Provided data:
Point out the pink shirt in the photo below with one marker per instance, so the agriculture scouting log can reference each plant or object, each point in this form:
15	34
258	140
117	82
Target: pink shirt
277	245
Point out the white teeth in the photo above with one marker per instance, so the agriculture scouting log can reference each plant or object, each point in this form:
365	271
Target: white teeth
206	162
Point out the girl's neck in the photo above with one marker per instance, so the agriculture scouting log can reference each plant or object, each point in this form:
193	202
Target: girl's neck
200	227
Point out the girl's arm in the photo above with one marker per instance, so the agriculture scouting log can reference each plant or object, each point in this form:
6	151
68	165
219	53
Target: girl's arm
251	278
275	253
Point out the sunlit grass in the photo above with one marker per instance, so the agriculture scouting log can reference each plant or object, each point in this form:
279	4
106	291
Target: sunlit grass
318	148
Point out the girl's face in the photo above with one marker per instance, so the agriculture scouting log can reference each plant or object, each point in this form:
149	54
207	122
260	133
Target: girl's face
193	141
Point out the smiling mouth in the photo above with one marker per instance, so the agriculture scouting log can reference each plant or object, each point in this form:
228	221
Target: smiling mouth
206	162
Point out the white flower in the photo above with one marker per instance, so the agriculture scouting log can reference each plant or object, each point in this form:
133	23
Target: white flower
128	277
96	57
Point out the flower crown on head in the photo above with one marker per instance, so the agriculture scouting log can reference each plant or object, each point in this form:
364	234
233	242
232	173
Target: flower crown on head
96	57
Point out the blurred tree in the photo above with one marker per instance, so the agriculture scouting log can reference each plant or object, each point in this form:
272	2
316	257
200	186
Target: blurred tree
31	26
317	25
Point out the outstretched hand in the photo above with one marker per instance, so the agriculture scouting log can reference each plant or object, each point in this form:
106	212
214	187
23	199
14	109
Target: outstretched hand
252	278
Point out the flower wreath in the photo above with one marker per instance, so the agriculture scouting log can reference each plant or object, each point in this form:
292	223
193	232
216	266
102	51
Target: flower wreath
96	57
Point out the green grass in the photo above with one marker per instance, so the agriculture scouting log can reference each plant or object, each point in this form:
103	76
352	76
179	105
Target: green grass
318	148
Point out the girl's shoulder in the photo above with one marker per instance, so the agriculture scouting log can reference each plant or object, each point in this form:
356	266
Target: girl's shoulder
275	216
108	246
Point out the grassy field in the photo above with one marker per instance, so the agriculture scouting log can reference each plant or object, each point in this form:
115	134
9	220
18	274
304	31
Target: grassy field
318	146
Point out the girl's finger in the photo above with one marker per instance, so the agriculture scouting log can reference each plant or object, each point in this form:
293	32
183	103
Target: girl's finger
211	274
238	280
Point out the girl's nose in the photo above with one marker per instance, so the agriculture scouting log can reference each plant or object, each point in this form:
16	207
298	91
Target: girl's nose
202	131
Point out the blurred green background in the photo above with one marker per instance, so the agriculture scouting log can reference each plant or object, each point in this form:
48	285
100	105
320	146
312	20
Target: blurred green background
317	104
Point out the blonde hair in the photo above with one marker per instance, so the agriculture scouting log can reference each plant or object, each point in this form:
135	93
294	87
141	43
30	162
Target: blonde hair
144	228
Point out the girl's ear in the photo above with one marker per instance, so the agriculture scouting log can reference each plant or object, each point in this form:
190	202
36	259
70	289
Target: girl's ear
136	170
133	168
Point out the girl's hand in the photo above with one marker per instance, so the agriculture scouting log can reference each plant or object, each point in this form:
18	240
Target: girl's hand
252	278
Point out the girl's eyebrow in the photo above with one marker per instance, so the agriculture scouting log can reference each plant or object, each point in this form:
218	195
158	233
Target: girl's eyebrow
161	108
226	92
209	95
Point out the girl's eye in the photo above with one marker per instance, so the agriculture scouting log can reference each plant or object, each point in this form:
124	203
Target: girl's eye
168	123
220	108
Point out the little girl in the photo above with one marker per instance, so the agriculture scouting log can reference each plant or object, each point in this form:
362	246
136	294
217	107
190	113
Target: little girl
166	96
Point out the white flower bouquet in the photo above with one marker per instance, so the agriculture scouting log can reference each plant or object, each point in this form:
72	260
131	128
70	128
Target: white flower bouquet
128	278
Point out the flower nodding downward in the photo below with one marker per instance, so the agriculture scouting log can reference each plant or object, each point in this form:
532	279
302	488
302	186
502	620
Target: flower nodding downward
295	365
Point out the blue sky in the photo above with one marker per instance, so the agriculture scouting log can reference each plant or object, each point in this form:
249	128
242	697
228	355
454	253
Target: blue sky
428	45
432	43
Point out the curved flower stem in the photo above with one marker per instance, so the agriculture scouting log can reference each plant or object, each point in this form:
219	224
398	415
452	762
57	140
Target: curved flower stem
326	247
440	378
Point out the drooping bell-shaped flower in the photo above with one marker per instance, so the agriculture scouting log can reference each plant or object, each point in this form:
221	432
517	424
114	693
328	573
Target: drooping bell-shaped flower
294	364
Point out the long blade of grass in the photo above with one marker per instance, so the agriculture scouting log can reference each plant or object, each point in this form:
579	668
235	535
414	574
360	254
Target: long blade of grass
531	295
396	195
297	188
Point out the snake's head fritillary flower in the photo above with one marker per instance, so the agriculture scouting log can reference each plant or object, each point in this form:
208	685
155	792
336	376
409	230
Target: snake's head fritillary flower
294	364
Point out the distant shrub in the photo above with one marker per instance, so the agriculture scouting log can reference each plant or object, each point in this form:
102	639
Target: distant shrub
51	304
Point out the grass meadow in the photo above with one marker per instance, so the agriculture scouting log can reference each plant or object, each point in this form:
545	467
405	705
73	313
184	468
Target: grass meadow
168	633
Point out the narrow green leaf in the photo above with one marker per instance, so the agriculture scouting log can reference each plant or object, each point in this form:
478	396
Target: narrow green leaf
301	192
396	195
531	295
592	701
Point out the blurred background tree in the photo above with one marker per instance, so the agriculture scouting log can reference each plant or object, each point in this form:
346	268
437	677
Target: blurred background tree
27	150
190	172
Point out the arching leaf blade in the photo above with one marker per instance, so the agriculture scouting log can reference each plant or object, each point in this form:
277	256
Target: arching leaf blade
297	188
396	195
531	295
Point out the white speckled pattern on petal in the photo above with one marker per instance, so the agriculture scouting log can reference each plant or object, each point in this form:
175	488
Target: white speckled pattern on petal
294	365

What the exercise asks: Only the lines from the one bearing "Target: arching leaf blade" through the end of the entries above belong in the answer, each one exactly as given.

Solution:
Target: arching leaf blade
297	188
396	195
531	295
Point out the white speckled pattern on petal in the photo above with one marker per instance, so the agriculture scouting log can reference each plant or object, each point in this form:
175	488
Target: white speckled pattern on petal
294	365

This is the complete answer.